__EXERCISE BRIEF__
In the Puduvoyal village article below, what was the village's literacy rate in 2011?

__DOCUMENT EXTRACT__
╭──

- Puduvoyal Puduvoyal
- Coordinates: 13°19′43″N 80°08′40″E﻿ / ﻿13.328744°N 80.144399°E
- Country: India
- State: Tamil Nadu
- District: Tiruvallur
- Metro: Chennai
- Talukas: Gummidipundi Taluk

Government
- • Type: Village Panchayat
- Elevation: 16 m (52 ft)

Languages
- • Official: Tamil
- Time zone: UTC+5:30 (IST)
- PIN: 601206
- Planning agency: DTCP
- Nearest City: Ponneri

= Puduvoyal =

Puduvoyal is a village panchayat located in the Thiruvallur district of Indian state of Tamil Nadu.

==Demographics==

According to the latest 2011 census the village has a population of 3698 of which 1856 are males while 1842 are females as per Population Census 2011.

In Puduvoyal village population of children with age 0-6 is 402 which makes up 10.87 percent of total population of village. Average Sex Ratio of Puduvoyal village is 992 which is lower than Tamil Nadu state average of 996. Child Sex Ratio for the Puduvoyal as per census is 1062, higher than Tamil Nadu average of 943.

Puduvoyal village has lower literacy rate compared to Tamil Nadu. In 2011, literacy rate of Puduvoyal village was 71.36 percent compared to 80.09 percent of Tamil Nadu. In Puduvoyal Male literacy stands at 80.31 percent while female literacy rate was 62.26 percent.

==Work Profile==

In Puduvoyal village out of total population, 1724 were engaged in work activities. 44.61% of workers describe their work as Main Work (Employment or Earning more than 6 Months) while 55.39% were involved in Marginal activity providing livelihood for less than 6 months. Of 1724 workers engaged in Main Work, 108 were cultivators (owner or co-owner) while 245 were Agricultural labourer.

╰──

__DATA SECTION__
╭──

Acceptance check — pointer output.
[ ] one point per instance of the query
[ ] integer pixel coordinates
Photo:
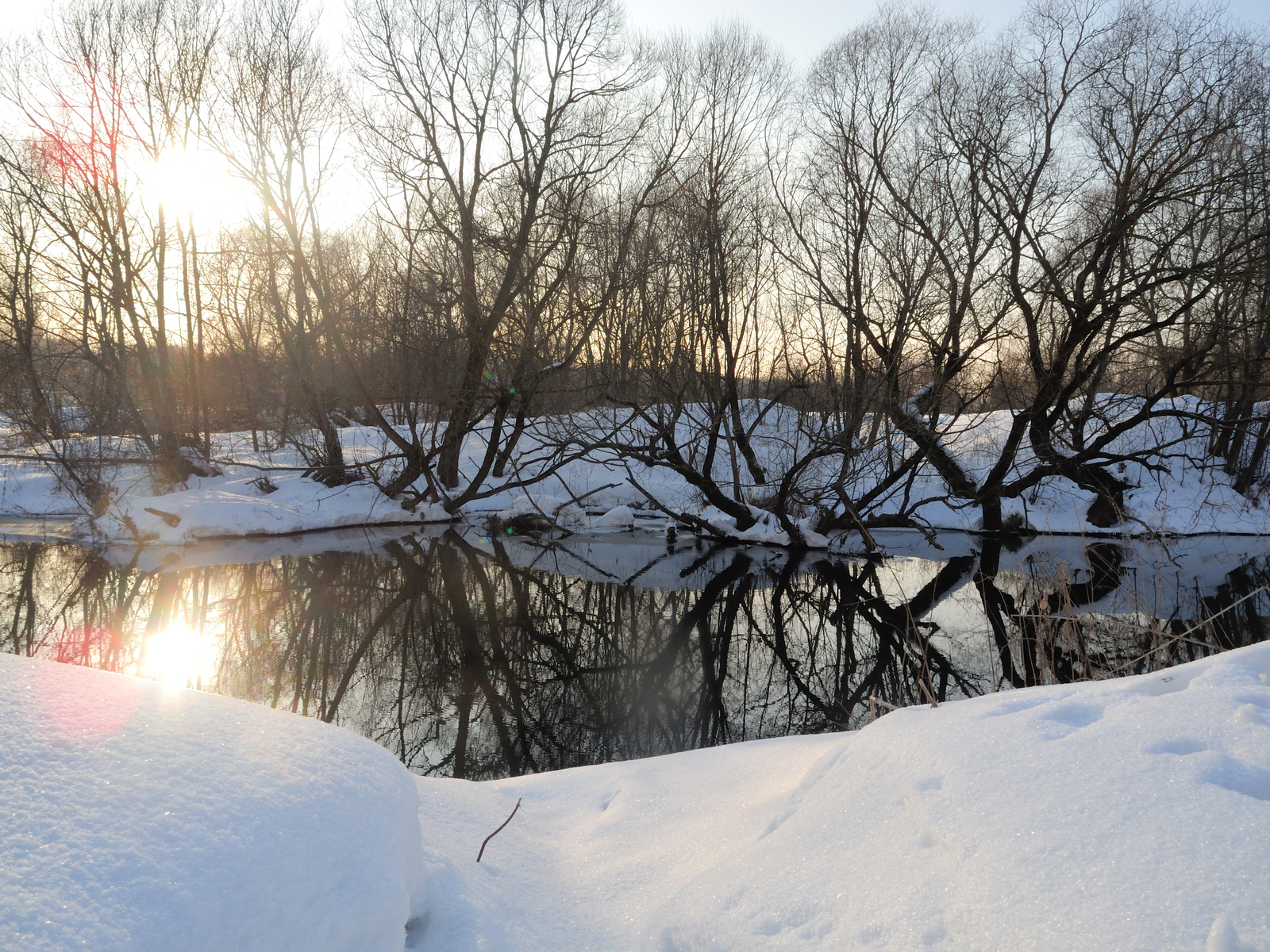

╰──

__WRITTEN SOLUTION__
71.36 percent.